▶ [SUPPLIED DATA]
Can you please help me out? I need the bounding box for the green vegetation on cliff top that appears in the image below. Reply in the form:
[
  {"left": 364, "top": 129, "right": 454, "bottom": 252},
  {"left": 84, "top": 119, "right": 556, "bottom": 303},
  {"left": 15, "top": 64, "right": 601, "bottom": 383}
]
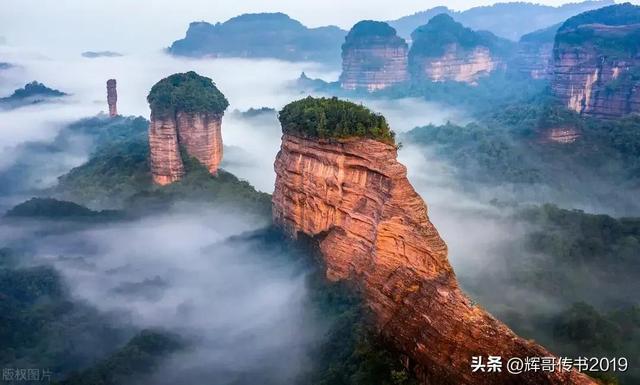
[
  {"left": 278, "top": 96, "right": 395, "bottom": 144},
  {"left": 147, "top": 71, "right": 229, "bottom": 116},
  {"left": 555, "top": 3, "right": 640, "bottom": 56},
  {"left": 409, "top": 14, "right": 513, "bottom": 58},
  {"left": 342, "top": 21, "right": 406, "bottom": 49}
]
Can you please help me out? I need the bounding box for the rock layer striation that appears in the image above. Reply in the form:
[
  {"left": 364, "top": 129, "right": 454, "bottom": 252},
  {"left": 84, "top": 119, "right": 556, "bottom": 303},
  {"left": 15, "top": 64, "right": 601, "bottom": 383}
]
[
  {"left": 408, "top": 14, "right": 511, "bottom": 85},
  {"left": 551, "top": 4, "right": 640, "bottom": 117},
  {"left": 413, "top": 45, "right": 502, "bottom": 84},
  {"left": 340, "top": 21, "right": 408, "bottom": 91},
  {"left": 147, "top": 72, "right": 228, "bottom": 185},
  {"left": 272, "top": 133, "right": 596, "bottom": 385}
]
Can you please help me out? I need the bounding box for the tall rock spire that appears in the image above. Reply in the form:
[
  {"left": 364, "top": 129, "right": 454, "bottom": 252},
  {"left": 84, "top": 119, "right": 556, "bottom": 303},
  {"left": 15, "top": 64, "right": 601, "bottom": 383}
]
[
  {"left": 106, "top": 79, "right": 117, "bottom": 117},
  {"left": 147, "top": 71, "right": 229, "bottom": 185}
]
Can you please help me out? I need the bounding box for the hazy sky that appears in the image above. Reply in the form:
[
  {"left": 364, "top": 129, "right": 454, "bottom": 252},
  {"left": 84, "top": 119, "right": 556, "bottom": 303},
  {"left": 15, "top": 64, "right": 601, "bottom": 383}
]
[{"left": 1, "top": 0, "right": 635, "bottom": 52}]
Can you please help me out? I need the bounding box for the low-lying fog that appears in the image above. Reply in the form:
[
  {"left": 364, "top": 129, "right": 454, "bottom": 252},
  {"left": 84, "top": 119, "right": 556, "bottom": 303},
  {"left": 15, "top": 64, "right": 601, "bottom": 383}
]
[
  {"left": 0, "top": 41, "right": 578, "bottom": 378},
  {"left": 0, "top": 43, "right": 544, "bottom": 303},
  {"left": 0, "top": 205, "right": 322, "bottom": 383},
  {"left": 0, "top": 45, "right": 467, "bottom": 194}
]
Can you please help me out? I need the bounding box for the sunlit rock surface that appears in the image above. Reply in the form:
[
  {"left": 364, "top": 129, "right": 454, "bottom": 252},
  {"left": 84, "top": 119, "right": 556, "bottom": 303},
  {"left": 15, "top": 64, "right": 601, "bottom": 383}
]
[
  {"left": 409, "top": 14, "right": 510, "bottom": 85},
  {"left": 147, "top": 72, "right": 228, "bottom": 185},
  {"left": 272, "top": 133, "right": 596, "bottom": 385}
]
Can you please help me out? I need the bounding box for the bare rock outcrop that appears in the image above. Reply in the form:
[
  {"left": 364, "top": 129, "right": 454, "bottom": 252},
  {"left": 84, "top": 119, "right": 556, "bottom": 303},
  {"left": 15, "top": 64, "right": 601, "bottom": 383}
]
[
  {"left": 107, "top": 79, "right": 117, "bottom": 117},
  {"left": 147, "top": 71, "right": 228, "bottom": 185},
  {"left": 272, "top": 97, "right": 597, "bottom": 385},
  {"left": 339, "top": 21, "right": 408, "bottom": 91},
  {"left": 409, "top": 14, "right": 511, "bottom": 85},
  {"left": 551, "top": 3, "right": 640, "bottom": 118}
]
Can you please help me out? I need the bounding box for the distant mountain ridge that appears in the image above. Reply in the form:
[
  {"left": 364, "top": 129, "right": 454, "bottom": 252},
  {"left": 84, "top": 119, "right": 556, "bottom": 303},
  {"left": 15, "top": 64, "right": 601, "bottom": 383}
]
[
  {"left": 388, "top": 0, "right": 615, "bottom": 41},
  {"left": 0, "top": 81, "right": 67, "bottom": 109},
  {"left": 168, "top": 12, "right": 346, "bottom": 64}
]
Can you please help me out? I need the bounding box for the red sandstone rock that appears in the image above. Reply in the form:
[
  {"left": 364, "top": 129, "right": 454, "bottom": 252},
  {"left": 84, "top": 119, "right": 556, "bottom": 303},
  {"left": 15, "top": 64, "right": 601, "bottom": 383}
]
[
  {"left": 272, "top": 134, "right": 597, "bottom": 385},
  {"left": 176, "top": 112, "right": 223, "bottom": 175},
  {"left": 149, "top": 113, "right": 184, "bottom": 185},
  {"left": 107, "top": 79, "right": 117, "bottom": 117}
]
...
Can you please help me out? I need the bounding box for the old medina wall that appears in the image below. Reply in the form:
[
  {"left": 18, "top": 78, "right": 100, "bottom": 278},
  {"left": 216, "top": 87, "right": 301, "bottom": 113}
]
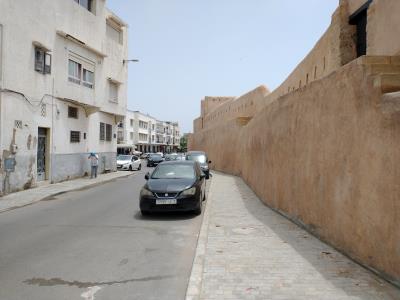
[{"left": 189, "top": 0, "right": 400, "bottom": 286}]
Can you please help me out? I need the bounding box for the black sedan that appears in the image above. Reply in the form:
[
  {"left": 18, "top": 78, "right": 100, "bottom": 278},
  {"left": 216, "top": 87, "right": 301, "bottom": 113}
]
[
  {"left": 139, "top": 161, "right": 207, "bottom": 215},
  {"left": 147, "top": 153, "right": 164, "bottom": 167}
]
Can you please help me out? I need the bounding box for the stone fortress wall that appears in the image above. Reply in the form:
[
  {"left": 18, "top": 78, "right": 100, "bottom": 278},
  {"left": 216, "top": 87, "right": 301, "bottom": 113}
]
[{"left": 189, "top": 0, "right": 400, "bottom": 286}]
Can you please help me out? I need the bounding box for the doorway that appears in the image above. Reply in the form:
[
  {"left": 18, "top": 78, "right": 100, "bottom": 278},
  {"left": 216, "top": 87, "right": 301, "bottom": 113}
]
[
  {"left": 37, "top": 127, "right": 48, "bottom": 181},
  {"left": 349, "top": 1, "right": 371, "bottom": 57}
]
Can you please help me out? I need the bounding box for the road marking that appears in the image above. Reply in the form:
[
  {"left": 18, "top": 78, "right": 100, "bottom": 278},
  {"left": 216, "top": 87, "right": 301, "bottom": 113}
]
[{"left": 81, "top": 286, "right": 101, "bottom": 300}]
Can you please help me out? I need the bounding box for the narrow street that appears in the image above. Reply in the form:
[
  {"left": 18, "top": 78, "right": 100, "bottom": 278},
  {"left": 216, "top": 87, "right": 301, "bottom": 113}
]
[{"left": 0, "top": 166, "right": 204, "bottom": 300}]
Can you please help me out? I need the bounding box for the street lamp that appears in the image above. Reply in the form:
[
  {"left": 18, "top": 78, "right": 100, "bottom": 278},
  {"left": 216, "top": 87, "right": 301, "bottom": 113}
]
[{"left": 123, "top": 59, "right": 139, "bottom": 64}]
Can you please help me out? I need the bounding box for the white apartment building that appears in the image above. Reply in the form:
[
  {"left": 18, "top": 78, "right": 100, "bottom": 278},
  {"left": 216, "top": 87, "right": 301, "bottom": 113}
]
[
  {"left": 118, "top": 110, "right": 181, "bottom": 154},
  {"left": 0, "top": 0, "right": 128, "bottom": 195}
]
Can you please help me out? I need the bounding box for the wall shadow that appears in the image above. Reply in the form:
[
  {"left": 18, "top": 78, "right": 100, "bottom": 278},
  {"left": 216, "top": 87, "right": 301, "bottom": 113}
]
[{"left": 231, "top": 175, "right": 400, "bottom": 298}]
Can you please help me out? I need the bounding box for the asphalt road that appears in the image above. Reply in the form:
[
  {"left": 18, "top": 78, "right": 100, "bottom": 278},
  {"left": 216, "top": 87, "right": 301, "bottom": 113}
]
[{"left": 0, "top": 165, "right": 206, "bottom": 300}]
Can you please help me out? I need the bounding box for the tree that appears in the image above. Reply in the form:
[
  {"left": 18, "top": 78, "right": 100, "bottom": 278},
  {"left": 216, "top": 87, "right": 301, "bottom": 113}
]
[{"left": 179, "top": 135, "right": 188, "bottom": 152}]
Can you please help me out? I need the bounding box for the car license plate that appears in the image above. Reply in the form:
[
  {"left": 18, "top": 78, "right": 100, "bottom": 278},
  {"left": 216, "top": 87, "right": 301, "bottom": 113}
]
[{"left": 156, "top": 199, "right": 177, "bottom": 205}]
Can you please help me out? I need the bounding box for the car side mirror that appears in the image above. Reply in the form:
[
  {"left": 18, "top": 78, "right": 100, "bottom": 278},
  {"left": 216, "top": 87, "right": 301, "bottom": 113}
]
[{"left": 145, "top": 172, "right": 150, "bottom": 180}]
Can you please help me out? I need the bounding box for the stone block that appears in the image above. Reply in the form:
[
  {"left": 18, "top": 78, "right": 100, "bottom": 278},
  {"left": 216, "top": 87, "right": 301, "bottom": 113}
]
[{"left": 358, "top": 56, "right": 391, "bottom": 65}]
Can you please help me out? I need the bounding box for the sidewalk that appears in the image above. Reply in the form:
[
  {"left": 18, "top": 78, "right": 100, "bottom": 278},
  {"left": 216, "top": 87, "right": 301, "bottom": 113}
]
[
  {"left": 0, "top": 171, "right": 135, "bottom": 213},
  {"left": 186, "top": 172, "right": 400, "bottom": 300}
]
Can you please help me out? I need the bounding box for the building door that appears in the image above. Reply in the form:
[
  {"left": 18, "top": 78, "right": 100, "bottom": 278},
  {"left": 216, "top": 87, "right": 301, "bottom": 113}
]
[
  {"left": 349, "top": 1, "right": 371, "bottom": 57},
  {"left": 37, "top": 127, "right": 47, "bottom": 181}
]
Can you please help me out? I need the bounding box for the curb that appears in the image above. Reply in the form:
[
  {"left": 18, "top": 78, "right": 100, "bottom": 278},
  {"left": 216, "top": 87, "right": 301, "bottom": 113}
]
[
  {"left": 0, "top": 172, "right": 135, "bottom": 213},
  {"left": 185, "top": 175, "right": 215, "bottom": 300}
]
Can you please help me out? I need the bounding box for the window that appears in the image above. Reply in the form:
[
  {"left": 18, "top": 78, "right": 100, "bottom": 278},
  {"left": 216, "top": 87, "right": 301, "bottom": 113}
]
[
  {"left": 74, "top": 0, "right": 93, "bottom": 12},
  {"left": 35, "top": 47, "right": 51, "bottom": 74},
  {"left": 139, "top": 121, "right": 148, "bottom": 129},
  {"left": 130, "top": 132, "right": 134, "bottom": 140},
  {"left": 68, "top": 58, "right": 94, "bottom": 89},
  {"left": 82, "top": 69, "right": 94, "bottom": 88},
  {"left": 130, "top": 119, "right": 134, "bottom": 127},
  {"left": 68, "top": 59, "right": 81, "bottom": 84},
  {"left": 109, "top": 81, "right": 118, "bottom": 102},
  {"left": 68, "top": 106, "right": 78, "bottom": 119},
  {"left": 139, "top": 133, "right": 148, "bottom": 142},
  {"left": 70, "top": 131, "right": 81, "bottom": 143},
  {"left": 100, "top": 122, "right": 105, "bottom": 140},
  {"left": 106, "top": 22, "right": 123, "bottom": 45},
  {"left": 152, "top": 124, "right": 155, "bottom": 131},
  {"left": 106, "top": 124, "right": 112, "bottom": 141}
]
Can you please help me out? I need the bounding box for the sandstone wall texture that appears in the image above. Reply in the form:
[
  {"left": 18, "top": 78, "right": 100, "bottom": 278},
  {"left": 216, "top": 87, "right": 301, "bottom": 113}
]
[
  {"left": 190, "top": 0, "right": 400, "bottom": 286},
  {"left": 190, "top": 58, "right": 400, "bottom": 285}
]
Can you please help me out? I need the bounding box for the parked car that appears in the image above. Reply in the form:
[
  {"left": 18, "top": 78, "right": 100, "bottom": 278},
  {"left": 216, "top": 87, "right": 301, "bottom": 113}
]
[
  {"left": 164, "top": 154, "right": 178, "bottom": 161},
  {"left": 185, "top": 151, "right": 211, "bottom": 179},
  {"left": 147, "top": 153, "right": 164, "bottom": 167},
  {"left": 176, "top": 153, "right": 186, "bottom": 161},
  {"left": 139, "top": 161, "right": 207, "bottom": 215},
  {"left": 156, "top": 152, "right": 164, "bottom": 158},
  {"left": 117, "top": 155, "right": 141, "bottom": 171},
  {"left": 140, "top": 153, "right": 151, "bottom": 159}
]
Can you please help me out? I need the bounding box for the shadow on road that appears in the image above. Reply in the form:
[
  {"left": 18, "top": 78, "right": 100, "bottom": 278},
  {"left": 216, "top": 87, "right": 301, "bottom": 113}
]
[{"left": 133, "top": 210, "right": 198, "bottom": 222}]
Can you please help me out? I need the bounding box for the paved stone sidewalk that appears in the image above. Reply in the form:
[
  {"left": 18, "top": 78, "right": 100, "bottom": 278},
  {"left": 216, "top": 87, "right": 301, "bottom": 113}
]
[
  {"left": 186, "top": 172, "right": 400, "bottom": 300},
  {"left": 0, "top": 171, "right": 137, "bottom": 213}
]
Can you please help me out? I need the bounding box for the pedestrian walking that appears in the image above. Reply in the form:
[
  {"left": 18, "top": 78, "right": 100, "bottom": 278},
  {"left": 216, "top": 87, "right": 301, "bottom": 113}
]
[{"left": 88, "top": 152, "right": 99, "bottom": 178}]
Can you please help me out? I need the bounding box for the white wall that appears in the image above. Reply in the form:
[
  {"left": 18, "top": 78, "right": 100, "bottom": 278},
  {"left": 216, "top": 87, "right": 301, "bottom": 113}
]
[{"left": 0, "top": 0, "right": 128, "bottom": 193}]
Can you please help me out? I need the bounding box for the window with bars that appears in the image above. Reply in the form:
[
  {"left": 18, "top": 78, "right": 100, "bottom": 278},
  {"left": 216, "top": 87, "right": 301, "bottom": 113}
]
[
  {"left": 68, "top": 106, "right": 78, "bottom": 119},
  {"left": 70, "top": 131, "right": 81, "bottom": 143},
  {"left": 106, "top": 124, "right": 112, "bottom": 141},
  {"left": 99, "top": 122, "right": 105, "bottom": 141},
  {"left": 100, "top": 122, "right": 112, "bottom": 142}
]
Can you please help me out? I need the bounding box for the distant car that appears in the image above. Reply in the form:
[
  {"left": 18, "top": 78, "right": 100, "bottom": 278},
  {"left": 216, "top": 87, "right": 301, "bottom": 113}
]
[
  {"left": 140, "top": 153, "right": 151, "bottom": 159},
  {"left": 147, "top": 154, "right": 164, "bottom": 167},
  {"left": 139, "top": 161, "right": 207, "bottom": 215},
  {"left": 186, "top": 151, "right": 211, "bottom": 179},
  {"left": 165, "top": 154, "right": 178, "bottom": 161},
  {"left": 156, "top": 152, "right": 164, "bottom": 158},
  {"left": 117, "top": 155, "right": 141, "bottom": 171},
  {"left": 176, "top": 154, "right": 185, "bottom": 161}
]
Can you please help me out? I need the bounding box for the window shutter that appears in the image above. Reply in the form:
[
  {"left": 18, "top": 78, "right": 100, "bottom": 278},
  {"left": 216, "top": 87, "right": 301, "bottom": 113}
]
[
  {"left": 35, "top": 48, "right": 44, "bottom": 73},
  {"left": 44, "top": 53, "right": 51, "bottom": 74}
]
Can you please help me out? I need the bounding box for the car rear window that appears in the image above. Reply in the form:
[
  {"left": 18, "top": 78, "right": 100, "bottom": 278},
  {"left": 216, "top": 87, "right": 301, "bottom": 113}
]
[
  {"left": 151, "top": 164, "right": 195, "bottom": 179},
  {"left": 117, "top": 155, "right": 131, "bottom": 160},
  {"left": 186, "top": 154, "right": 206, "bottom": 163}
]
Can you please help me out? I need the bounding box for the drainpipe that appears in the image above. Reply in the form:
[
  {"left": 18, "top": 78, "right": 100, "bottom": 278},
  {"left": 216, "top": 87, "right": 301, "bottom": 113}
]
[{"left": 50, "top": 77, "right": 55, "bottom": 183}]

▶ [DESCRIPTION OF THE TASK] Every line above with the word "sidewalk" is to be copied out.

▶ [WRITTEN ANSWER]
Can you please help me out? I need the bounding box for the sidewalk that appears in the image above. Reply in the form:
Can you please help me out? I need the bounding box for the paved stone sidewalk that appears in the image above. Reply in the form:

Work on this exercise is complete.